===== Data records

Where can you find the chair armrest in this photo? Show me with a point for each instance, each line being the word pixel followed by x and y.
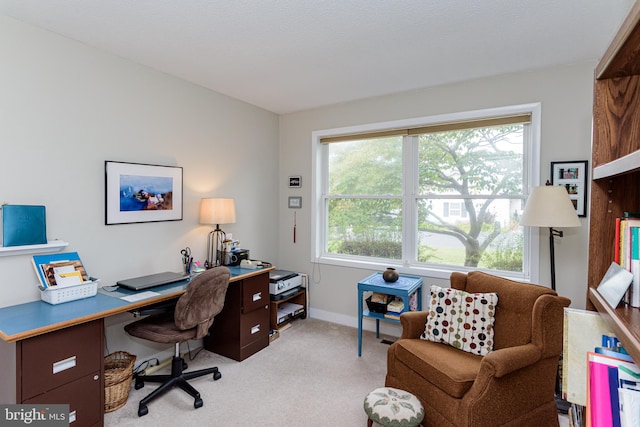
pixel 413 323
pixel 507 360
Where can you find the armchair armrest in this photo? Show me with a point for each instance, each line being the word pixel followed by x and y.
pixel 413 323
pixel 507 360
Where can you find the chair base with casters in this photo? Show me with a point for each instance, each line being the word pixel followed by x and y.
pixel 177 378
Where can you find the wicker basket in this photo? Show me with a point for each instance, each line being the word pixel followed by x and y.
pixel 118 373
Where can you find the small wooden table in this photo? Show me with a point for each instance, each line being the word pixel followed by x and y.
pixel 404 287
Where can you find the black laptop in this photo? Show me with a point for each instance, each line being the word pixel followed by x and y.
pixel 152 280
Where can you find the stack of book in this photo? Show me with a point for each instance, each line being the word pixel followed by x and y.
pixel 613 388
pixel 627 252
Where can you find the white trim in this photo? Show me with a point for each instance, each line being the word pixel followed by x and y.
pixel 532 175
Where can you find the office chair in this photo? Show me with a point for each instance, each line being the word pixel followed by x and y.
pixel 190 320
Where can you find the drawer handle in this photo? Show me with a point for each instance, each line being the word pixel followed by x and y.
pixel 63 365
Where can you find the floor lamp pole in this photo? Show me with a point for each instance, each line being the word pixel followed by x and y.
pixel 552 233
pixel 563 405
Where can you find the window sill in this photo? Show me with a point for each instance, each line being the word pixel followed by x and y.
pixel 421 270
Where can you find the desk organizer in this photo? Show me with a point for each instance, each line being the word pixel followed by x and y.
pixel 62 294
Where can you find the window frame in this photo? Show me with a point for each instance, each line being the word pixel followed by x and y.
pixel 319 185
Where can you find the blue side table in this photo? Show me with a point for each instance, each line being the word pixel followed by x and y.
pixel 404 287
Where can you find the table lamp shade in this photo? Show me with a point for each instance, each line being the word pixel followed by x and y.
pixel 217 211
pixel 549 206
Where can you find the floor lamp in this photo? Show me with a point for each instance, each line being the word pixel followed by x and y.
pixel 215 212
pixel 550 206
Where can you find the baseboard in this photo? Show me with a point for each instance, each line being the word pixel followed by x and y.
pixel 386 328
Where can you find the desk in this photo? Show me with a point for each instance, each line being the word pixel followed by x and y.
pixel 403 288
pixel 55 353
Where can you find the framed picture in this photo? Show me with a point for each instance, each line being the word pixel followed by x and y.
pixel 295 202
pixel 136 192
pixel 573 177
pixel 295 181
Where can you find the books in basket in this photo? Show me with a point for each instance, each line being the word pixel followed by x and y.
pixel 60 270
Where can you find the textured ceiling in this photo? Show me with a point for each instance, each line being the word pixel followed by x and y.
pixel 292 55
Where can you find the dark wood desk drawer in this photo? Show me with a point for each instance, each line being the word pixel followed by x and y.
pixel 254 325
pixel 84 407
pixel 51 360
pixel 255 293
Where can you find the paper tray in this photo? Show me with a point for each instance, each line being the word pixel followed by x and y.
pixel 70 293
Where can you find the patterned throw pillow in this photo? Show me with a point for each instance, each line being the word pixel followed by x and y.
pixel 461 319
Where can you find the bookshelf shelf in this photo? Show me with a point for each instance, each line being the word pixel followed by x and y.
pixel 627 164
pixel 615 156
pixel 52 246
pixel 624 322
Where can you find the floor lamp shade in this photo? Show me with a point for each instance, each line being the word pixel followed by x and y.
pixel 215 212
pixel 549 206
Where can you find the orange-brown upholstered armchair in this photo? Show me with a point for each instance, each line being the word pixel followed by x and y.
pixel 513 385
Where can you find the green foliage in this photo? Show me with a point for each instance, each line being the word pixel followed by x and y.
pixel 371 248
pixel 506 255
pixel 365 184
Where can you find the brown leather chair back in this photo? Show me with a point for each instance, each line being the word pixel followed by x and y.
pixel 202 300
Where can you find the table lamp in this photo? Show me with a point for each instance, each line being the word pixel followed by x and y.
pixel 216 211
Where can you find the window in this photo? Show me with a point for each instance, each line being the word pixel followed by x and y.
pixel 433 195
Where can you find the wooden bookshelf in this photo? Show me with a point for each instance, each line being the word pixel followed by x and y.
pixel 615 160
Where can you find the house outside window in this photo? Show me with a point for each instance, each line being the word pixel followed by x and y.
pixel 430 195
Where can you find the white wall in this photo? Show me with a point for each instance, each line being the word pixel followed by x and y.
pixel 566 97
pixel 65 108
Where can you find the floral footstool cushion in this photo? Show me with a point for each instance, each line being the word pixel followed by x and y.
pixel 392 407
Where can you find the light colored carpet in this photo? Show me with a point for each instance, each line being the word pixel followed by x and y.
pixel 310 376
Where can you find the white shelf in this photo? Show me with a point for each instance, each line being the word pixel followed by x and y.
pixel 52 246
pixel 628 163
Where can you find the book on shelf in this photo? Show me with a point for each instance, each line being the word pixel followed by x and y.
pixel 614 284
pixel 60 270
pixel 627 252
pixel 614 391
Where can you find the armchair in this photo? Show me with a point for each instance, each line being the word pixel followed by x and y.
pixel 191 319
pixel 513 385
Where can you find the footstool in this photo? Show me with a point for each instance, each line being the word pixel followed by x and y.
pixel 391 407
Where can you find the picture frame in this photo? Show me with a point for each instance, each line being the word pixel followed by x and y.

==========
===== Data records

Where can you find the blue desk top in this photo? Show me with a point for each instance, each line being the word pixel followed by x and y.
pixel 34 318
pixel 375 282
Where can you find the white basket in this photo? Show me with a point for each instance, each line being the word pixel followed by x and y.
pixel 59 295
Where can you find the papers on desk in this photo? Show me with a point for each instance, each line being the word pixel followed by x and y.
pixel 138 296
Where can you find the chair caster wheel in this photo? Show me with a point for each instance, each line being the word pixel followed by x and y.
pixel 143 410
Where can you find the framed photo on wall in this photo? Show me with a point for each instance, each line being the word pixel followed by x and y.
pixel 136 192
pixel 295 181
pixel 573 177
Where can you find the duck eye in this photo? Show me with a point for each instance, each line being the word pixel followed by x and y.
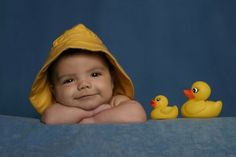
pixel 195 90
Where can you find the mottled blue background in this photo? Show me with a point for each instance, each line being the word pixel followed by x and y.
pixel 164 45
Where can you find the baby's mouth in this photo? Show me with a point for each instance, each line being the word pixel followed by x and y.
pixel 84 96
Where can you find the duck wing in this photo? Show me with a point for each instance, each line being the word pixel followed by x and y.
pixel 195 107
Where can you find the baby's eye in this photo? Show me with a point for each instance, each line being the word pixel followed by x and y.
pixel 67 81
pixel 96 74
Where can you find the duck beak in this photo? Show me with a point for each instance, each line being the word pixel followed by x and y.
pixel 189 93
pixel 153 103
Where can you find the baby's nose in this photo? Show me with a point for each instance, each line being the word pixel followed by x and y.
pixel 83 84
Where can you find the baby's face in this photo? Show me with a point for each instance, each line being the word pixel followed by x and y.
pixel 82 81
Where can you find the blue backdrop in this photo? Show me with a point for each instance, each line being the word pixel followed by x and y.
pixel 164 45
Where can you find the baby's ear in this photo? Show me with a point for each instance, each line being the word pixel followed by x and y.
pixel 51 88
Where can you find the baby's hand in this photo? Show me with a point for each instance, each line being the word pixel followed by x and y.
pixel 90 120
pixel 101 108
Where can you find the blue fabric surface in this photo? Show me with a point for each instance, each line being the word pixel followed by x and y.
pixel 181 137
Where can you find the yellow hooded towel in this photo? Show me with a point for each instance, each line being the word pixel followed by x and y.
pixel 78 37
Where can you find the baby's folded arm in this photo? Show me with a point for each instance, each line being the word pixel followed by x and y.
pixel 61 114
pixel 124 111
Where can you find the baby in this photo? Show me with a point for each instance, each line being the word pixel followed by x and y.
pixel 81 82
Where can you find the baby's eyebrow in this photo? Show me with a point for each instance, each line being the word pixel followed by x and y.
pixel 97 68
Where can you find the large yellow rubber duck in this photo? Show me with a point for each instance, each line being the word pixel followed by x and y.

==========
===== Data records

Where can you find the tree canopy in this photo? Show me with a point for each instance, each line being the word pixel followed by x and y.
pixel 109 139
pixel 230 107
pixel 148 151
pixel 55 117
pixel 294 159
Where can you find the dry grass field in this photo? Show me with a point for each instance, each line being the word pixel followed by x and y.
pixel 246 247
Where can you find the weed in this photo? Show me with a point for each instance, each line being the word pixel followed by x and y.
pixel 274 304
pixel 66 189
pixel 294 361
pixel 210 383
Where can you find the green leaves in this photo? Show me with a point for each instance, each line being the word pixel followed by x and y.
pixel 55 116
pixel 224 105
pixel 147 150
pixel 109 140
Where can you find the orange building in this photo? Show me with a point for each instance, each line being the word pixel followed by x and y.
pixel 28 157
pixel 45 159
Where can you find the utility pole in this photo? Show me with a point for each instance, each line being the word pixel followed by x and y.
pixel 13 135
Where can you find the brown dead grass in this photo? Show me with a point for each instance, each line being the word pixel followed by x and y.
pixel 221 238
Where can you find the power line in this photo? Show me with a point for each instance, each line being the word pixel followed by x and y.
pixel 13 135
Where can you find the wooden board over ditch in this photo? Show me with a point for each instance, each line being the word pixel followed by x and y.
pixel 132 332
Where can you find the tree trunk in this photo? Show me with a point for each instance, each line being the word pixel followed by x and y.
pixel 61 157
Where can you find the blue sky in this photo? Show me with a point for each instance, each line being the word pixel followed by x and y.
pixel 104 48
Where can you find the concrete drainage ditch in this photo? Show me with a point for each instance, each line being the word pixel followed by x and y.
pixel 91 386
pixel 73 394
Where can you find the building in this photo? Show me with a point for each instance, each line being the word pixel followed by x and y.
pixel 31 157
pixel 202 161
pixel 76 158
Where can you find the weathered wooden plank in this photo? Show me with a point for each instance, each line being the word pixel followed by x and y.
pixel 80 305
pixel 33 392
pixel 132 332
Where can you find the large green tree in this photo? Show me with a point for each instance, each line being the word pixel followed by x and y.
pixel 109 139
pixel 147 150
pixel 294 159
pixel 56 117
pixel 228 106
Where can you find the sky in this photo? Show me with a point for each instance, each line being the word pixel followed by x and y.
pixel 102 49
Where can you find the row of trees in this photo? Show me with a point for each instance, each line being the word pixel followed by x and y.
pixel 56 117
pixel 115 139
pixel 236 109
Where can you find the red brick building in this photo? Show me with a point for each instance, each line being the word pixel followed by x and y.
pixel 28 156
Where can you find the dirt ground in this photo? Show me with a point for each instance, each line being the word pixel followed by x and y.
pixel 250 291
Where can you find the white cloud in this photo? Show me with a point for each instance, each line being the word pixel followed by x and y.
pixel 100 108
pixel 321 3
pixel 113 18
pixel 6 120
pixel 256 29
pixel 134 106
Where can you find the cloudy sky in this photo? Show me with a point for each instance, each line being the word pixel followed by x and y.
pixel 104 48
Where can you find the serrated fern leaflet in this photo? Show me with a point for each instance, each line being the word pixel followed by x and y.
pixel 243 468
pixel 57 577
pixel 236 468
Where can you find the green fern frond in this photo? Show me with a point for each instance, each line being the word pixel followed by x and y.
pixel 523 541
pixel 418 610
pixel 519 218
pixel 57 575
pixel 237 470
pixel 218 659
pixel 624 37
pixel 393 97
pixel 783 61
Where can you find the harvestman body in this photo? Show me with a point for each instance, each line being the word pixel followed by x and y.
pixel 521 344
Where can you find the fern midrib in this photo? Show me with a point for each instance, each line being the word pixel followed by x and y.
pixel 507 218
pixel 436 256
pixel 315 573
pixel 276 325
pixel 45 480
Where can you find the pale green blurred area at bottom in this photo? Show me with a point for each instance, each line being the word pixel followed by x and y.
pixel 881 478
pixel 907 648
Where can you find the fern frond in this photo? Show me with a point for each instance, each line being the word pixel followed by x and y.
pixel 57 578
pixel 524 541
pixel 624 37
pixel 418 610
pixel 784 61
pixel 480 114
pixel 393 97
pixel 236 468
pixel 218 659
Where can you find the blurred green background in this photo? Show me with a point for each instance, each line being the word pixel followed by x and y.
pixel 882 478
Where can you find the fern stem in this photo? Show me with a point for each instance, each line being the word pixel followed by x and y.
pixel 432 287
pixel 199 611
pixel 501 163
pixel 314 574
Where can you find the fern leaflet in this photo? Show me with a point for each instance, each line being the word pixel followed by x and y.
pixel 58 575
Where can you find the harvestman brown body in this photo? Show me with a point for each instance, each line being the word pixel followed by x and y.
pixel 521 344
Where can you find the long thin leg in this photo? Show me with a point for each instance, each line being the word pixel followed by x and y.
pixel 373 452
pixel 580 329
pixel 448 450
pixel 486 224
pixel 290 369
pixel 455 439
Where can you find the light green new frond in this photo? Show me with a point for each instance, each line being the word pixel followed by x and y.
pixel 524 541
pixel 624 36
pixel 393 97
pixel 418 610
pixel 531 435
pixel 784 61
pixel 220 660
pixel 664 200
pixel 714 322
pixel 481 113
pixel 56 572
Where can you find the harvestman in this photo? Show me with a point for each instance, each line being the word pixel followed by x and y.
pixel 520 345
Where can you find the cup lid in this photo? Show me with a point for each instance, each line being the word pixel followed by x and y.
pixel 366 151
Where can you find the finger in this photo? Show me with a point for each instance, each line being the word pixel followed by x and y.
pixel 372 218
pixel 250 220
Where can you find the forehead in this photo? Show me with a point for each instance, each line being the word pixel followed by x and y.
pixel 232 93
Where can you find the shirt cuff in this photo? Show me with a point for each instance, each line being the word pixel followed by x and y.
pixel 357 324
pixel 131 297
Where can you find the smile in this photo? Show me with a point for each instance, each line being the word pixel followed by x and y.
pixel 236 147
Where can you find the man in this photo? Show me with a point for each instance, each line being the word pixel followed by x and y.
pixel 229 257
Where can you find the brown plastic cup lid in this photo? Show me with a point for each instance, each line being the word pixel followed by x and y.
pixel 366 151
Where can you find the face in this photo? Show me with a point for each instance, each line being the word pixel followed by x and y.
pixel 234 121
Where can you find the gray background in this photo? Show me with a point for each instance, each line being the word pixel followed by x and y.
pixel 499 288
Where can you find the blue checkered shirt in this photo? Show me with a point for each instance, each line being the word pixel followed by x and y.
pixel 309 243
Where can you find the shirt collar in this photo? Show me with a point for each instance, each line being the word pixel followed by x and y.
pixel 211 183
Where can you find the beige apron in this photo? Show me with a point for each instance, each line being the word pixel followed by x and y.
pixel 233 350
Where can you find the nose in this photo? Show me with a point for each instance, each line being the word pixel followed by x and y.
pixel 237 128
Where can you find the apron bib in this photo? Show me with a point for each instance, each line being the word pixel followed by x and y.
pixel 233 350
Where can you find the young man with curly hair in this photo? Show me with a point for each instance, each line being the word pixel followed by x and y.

==========

• [The task]: Can you rewrite the stretch of the material above, from the line containing "Where can you find the office" through the line containing "pixel 319 185", as a numbered list with blank lines dropped?

• [Exercise response]:
1. Where can you find the office chair in this photo? Show me with a point for each instance, each line being the word pixel followed by x and y.
2. pixel 190 320
3. Where can you find the drawer handle in this photo? Show me with a point for each instance, each line being the word pixel followed by x and y.
4. pixel 63 365
5. Where can you find the floor lamp pole in this photo? Show me with a point for each instance, each line being the word pixel followed by x and y.
6. pixel 552 233
7. pixel 563 405
8. Where can you find the window sill in this photo? Show me with a point for each instance, each line being the word pixel followed by x and y.
9. pixel 421 270
10. Where can you find the desk organizer in this photo? Show me with a point for each instance, each line being the word pixel followed by x and y.
11. pixel 62 294
12. Where can you find the window frame in this photo? Show me with a point for each instance, each line being the word pixel followed by x and y.
13. pixel 319 185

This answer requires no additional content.